#### Passage given:
# help with feeding please.



## Woo (Oct 5, 2011)

Hi,
I would like to take noodle of dog food and feed her home cooked instead. I have been giving her boiled chicken and plain rice but not for every meal.
Can I feed her just that for every meal?
Will she get all the nutrition she needs from just that or should I be adding some vegetables?
Can I feed her that for breakfast or can she have something like oats and fruit, she loves apple?

I would really appriciate some advice on this, thanks.


----------



## JasperBlack (Sep 1, 2012)

I know cat53 was feeding max home cooked for a while. Our vet discussed it with me if jasper's tum didn't settle. She said i could feed cooked sweet potatoes, rice, chicken, peas and carrots. Perhaps call your vets they may be able to advise 


Sent from my iPhone using Tapatalk


----------



## wilfiboy (Sep 18, 2010)

Could you be tempted by raw ??? x


----------



## Kody&Beau (Aug 18, 2012)

(Data listing)
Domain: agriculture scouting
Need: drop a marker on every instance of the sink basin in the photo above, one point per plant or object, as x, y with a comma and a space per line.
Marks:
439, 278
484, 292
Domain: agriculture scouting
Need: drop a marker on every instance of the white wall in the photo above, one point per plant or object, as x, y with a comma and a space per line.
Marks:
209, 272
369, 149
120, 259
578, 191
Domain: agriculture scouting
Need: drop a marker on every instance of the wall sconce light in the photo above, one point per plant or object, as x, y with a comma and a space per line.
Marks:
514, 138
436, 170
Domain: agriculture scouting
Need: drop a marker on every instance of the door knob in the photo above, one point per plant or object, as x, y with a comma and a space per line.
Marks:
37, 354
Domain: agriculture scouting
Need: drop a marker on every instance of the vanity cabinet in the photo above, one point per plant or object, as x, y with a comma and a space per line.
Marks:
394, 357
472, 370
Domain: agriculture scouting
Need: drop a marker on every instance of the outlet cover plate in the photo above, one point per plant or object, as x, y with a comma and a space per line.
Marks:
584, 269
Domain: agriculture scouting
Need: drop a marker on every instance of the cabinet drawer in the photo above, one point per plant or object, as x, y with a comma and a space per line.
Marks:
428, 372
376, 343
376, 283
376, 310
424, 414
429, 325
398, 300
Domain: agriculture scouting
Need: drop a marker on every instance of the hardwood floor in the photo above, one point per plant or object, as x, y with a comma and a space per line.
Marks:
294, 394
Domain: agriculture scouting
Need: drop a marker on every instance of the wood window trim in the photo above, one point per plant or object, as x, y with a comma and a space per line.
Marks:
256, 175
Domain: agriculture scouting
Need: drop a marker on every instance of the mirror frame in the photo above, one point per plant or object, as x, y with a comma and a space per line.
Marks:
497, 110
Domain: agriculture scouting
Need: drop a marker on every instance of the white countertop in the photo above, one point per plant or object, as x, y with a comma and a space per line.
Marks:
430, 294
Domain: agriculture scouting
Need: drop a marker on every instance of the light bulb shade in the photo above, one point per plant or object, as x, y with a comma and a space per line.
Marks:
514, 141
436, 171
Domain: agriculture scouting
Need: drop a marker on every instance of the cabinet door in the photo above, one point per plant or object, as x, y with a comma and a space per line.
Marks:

#### The request:
Carry on the forum thread about switching a dog to home-cooked food from the point where it stops.

#### Response for this exercise:
I also discussed home feeding with my vet too but she said it was ok to replace a few meals a week with home cooked but not suitable for everyday due to lack of vitamins and minerals, however I will be looking into this further if my two go off Barking heads, I prefer the cooked idea to raw feeding if I'm honest if anyone knows of any good sites or books on home cooked I would be interested too. X


----------



## Woo (Oct 5, 2011)

wilfiboy said:


> Could you be tempted by raw ??? x


Hi karen,
Is that what you feed?
Could you tell me a typical days feeding for your dogs pls?


----------



## wilfiboy (Sep 18, 2010)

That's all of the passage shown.